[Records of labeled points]

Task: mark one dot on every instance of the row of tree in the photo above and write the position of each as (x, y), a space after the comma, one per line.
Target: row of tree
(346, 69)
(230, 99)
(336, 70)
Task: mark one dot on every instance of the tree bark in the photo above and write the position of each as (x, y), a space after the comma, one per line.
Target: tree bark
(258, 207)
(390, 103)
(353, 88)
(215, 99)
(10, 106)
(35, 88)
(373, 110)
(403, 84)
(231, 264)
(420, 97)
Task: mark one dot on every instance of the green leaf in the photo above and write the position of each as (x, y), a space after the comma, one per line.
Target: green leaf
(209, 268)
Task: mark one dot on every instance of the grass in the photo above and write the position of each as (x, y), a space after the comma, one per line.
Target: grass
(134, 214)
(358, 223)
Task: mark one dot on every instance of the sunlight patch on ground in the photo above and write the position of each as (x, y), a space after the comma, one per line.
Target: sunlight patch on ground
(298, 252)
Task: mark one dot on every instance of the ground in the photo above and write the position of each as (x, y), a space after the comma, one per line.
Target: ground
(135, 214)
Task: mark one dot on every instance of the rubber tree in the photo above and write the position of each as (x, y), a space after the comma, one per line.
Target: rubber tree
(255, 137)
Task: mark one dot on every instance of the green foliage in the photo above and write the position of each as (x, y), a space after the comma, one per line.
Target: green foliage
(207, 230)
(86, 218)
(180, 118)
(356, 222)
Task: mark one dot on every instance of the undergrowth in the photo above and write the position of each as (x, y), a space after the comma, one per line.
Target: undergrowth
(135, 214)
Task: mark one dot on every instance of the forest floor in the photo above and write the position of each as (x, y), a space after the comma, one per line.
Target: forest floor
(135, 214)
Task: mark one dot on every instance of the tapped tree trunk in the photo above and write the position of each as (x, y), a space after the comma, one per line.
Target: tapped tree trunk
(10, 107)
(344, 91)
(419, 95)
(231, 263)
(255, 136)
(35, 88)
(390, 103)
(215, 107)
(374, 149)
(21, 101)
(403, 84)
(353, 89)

WHAT YOU NEED TO DO: Arrange these entries as a two-column CSV with the columns request and answer, one row per entry. Put each entry's text in the request column and its answer in the answer column, each in one quoted field with line breaks replaced by spaces.

ANSWER FOR THIS EXERCISE:
request,answer
"Task: mark one dot on every instance of the row of tree in the photo above and write the position of each as (x, y), a space after the comma, one per line. Target: row of tree","(346, 69) (230, 99) (336, 70)"
"Task: mark one dot on every instance of the tree bark in the photo above and write the position of each as (x, y), a space after the comma, one per line. Target: tree bark","(258, 207) (390, 103) (353, 88) (215, 99) (10, 106) (35, 88) (373, 110) (403, 84) (231, 264) (420, 97)"
"Task: mark one dot on every instance of the green leaf in the photo above and write the position of each as (x, y), a space after the comma, one per line. Target: green leaf","(209, 268)"
"Task: mark one dot on every instance of the grass in the photo above and write the position of each as (x, y), a space after the comma, one per line. Target: grass","(134, 214) (358, 223)"
"Task: mark one dot on every instance of the sunlight patch on ground in the photo above and write the position of each as (x, y), a space after the comma, one per line. Target: sunlight patch on ground","(298, 252)"
"Task: mark one dot on every instance of the ground in the photo above and write the position of each as (x, y), a space after the comma, one per line. Target: ground","(135, 214)"
"Task: mark one dot on every instance of the rubber tree in the photo above and write the position of each as (x, y), a space after the comma, one per line. Target: rubber tree","(255, 137)"
"Task: mark one dot on every instance of the green foliage in the photo above and write the position of each as (x, y), a space after the comma, one per line. Target: green foliage","(207, 230) (86, 218) (180, 118) (356, 222)"
"Task: mark one dot on every instance of the undergrowth in the photo above and write the position of each as (x, y), a space after the comma, one per line. Target: undergrowth","(135, 214)"
"Task: mark one dot on every instance of the forest floor in the photo above and write the position of each as (x, y), a space after the comma, one per line. Target: forest floor","(135, 214)"
"Task: mark one dot on every instance of the tapped tree trunk in the photo above and write the position of each as (x, y), a space after the comma, one per line. Target: tapped tree trunk","(10, 107) (344, 91) (419, 95) (231, 263) (255, 136) (35, 88) (390, 103) (215, 107) (374, 149) (21, 101) (403, 84) (353, 89)"